* _Exercise prompt_: Copy everything in the material below, from the line containing "the white shed" down to the last line, keeping every line unchanged.

━━ Source records

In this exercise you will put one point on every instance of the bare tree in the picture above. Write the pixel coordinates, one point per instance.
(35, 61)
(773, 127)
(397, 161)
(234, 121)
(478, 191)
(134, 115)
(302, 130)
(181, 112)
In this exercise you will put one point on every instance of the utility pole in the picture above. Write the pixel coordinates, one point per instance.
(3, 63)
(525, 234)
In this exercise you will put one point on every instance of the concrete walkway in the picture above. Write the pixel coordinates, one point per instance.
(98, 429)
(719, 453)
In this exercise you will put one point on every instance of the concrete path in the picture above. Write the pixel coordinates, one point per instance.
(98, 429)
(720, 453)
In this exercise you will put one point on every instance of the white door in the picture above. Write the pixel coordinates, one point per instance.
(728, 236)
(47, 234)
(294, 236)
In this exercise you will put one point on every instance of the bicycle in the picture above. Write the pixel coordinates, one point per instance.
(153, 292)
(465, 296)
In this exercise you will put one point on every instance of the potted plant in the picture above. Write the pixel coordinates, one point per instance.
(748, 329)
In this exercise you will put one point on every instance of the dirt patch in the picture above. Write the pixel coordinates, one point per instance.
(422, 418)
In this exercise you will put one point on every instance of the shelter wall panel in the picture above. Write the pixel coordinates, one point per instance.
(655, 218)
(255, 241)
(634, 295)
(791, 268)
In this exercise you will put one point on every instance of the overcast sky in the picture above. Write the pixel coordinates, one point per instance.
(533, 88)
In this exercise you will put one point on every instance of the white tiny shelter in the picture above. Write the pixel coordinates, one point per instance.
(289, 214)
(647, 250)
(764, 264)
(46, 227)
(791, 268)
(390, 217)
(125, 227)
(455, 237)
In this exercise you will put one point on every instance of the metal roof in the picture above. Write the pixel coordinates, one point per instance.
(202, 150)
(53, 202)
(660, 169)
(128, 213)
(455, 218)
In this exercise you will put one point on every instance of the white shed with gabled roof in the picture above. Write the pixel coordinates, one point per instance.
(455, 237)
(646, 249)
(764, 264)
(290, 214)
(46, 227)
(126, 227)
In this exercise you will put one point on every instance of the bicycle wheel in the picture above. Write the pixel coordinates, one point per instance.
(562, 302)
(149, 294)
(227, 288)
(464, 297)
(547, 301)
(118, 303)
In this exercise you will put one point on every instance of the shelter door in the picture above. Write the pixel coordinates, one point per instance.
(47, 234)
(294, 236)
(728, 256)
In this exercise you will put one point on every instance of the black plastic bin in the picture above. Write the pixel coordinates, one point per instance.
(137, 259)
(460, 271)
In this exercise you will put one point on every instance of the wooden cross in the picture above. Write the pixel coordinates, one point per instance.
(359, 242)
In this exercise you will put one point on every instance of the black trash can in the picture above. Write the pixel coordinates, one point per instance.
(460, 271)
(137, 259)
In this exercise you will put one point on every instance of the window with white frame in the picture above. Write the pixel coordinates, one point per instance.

━━━━

* _Output of the task_:
In this exercise you will put one point on every instance of the white shed with gabled roof in the picture above. Write the pixel coordinates, one point per instance.
(455, 237)
(646, 249)
(764, 264)
(290, 214)
(46, 227)
(126, 227)
In this exercise you will put one point on every instance of the bicycle wheel in the picture above. Write the pixel coordinates, one point per instance.
(562, 302)
(149, 294)
(227, 288)
(464, 297)
(547, 301)
(118, 303)
In this exercise you will put one point on every instance of the shelter door in the picture above. Write the pixel coordinates, one point per instance.
(47, 234)
(294, 236)
(728, 256)
In this exercise you will put one point on every instance of the black plastic bin in the picture above. Write the pixel coordinates, one point per instance.
(137, 259)
(460, 271)
In this exercise you will put one point on every instance of the wooden cross in the picture above. Write the pixel coordinates, one point per instance.
(359, 242)
In this exercise you will put one point on every instance of the black trash can in the picture above. Write the pixel coordinates, one point per instance.
(460, 271)
(137, 259)
In this exercise you will put one point on every instance of the window with white frame in the picture above. Write the pixel coordinates, one point per instance.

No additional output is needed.